*SOURCE TEXT*
○ ○ ○ ○

[asterisk-dev] Increasing DAHDI_CHUNKSIZE, what consequences?

Thomas Petazzoni thomas.petazzoni at free-electrons.com
Mon Aug 25 15:58:48 CDT 2014


Hello all,

Any suggestion about the below questions?

Thanks,

Thomas

On Thu, 7 Aug 2014 09:57:33 +0200, Thomas Petazzoni wrote:
> Hello,
> 
> I am currently writing a driver for the XHFC ISDN chip from Cologne
> Chip, which is interfaced over SPI with an ARM processor (i.e it's not
> the typical PCI card setup). The fact that it's over SPI means that
> talking to the XHFC chip is quite slower than talking to memory-mapped
> devices such as PCI devices.
> 
> With the default DAHDI_CHUNKSIZE of 8 bytes, we need to have an
> interrupt every millisecond to push and pull data from/out of the XHFC
> chip. And it's quite difficult to do all the necessary SPI
> communication in one millisecond (not really transferring the 8 bytes,
> but doing all the administrative stuff such as reading the interrupt
> flags, etc.). Getting interrupts every millisecond is also generating a
> fairly significant CPU load.
> 
> Ideally, we would like to be able to get less interrupts, like only
> every 4 ms, and therefore push and pull 32 bytes of data at each
> interrupt.

○ ○ ○ ○

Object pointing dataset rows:
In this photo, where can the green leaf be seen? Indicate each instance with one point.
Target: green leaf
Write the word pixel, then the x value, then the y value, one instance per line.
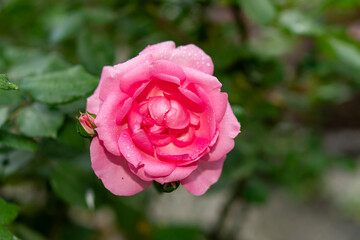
pixel 4 114
pixel 60 87
pixel 100 15
pixel 17 141
pixel 260 11
pixel 36 66
pixel 346 52
pixel 13 162
pixel 26 233
pixel 37 120
pixel 5 84
pixel 255 191
pixel 6 234
pixel 11 97
pixel 67 180
pixel 8 212
pixel 178 233
pixel 66 26
pixel 95 51
pixel 299 23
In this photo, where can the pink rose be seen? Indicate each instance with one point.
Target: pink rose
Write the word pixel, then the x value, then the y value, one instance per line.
pixel 161 117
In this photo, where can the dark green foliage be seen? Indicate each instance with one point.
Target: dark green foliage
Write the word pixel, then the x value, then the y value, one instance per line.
pixel 283 63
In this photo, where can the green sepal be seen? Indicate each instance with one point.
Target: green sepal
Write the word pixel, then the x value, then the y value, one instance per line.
pixel 166 187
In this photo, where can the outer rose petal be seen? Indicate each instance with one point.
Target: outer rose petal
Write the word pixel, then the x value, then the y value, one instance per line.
pixel 106 127
pixel 114 172
pixel 206 174
pixel 179 173
pixel 93 102
pixel 229 128
pixel 110 76
pixel 193 57
pixel 186 56
pixel 160 50
pixel 152 166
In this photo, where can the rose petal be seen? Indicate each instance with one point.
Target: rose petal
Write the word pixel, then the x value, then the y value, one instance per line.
pixel 124 110
pixel 189 153
pixel 177 117
pixel 105 121
pixel 158 107
pixel 191 96
pixel 110 76
pixel 194 119
pixel 132 79
pixel 164 69
pixel 142 140
pixel 160 140
pixel 205 175
pixel 207 82
pixel 160 50
pixel 193 57
pixel 114 171
pixel 152 166
pixel 229 128
pixel 184 139
pixel 179 173
pixel 207 126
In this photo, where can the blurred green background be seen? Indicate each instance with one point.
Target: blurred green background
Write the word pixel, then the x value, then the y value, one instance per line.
pixel 292 72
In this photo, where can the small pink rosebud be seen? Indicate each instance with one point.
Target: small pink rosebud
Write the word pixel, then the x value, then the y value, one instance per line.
pixel 86 125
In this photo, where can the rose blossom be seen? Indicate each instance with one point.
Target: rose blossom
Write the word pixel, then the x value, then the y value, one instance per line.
pixel 161 117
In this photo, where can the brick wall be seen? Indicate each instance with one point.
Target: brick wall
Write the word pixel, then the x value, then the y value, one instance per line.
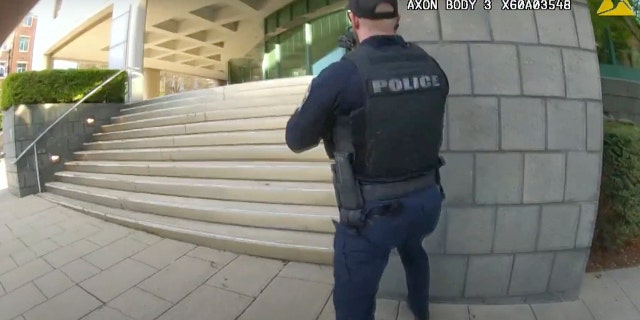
pixel 523 146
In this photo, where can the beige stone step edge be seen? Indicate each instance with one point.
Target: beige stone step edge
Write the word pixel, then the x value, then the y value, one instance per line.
pixel 215 115
pixel 232 170
pixel 215 153
pixel 258 215
pixel 172 101
pixel 180 109
pixel 272 136
pixel 258 88
pixel 274 192
pixel 320 254
pixel 249 124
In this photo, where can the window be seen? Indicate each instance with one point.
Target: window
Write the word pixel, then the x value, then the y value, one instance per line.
pixel 28 21
pixel 24 44
pixel 22 67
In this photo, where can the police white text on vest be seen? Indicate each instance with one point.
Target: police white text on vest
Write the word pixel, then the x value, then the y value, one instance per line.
pixel 405 84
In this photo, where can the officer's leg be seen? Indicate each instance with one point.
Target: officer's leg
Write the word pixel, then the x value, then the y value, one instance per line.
pixel 358 266
pixel 425 213
pixel 416 265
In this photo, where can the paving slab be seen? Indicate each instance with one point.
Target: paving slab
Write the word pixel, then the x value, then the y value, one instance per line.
pixel 286 298
pixel 209 303
pixel 387 309
pixel 163 253
pixel 19 301
pixel 53 283
pixel 309 272
pixel 606 300
pixel 24 274
pixel 115 252
pixel 7 264
pixel 76 233
pixel 247 275
pixel 629 282
pixel 328 312
pixel 44 247
pixel 71 304
pixel 575 310
pixel 106 313
pixel 117 279
pixel 219 258
pixel 70 252
pixel 109 235
pixel 179 279
pixel 40 234
pixel 80 270
pixel 23 257
pixel 510 312
pixel 140 304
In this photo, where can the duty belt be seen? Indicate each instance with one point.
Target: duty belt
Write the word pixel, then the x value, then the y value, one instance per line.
pixel 395 190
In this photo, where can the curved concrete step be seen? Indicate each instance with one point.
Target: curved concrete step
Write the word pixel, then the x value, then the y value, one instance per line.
pixel 260 215
pixel 278 244
pixel 215 115
pixel 276 136
pixel 232 103
pixel 215 153
pixel 279 192
pixel 283 86
pixel 234 170
pixel 250 124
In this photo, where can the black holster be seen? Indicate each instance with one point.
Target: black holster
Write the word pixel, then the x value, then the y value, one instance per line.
pixel 348 193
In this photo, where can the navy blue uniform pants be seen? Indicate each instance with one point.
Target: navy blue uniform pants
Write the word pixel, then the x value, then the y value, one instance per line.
pixel 361 256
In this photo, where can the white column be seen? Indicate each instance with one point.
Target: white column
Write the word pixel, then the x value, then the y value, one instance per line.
pixel 127 43
pixel 151 83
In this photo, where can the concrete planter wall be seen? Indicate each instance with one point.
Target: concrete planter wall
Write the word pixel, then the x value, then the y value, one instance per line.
pixel 523 145
pixel 621 98
pixel 22 124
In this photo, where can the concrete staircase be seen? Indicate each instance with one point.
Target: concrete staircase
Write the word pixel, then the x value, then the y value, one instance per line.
pixel 209 167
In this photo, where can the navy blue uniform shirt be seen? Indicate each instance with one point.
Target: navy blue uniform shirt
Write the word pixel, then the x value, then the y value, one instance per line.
pixel 337 90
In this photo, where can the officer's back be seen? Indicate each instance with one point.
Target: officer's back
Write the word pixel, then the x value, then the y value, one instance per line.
pixel 380 113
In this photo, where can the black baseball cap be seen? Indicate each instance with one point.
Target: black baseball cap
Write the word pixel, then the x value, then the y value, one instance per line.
pixel 366 9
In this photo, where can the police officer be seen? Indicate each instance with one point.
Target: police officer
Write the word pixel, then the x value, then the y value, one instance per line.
pixel 379 112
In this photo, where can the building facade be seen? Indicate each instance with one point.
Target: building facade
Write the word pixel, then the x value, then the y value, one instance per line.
pixel 16 53
pixel 523 138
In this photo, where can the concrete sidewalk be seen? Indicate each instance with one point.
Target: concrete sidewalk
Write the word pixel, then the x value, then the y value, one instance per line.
pixel 56 263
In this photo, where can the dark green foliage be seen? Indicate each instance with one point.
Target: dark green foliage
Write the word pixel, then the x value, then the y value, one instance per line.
pixel 619 210
pixel 61 86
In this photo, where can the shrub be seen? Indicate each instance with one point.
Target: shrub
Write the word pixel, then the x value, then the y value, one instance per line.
pixel 61 86
pixel 618 218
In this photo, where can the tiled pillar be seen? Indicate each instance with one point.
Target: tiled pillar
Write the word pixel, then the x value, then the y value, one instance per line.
pixel 127 43
pixel 523 145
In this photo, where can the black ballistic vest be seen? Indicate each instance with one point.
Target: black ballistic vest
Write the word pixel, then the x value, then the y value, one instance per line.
pixel 398 133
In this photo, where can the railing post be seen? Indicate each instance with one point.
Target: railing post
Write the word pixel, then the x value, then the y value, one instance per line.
pixel 612 48
pixel 35 158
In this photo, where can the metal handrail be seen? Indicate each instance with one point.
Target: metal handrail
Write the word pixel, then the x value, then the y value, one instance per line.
pixel 33 144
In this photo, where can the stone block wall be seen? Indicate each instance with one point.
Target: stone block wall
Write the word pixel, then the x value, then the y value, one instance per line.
pixel 523 145
pixel 621 99
pixel 22 124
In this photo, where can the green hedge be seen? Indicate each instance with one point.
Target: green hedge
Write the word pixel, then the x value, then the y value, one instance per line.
pixel 618 218
pixel 61 86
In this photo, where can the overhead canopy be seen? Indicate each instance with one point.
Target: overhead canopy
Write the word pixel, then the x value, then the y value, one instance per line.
pixel 195 37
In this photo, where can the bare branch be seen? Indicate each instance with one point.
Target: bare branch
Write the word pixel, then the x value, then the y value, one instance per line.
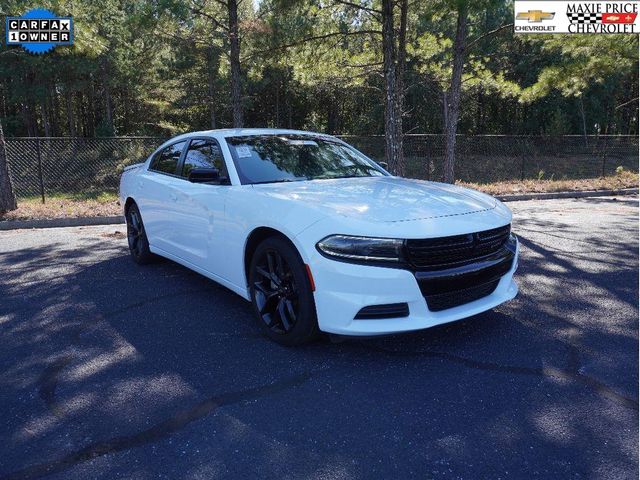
pixel 315 38
pixel 626 103
pixel 214 20
pixel 372 11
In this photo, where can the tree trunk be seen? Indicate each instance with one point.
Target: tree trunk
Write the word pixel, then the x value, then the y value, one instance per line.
pixel 236 79
pixel 7 196
pixel 107 98
pixel 399 93
pixel 584 122
pixel 393 142
pixel 452 97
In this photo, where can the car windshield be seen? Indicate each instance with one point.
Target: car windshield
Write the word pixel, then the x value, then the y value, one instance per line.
pixel 289 158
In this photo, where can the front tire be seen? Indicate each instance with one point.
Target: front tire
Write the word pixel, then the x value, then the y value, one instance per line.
pixel 137 237
pixel 281 293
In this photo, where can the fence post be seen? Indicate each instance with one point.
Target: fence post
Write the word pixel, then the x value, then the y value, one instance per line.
pixel 40 168
pixel 604 156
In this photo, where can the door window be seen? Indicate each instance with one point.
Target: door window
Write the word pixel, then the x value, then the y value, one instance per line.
pixel 166 161
pixel 204 154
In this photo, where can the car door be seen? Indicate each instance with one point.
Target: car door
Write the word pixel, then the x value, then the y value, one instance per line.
pixel 158 197
pixel 201 206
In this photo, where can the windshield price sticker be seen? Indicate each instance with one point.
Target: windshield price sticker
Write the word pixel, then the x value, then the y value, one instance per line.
pixel 243 151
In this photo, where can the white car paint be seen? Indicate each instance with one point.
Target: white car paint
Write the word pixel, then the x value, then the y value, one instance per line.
pixel 206 227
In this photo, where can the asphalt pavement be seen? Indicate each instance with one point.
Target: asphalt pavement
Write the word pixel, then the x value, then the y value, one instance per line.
pixel 110 370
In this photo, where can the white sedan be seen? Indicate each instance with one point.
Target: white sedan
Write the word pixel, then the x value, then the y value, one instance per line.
pixel 318 236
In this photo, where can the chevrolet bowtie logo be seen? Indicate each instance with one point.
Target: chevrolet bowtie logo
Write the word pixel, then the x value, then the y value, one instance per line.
pixel 535 16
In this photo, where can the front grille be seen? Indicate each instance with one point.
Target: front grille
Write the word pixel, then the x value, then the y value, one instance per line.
pixel 443 301
pixel 389 310
pixel 445 252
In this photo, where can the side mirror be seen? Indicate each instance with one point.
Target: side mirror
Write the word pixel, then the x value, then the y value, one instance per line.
pixel 204 175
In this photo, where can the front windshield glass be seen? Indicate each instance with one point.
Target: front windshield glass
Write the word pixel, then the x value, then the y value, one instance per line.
pixel 290 158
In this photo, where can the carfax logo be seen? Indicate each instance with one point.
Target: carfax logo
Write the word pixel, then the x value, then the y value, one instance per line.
pixel 39 31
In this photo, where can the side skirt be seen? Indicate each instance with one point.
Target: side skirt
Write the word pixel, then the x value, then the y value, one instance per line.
pixel 242 291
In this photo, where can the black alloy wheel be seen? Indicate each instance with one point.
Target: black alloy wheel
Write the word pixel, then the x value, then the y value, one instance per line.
pixel 281 293
pixel 137 237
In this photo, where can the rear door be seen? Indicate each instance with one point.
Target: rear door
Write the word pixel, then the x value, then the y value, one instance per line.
pixel 200 207
pixel 158 197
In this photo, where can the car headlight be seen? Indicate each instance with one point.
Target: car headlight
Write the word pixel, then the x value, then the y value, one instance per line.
pixel 362 249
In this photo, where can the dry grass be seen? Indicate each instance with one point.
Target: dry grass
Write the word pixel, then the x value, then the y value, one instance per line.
pixel 106 204
pixel 624 179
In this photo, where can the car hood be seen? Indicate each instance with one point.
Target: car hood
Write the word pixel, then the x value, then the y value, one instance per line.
pixel 381 199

○ ○ ○ ○

*GOALS*
A - Which chip is the driver in the mailing list post being written for?
B - Return the lines of the records from the line with "In this photo, where can the chevrolet" up to and including the line with "pixel 535 16", copied as they appear.

*SOLUTIONS BY TASK*
A - The XHFC ISDN chip from Cologne Chip.

B -
In this photo, where can the chevrolet bowtie logo be seen? Indicate each instance with one point.
Target: chevrolet bowtie logo
Write the word pixel, then the x value, then the y value, one instance per line.
pixel 535 16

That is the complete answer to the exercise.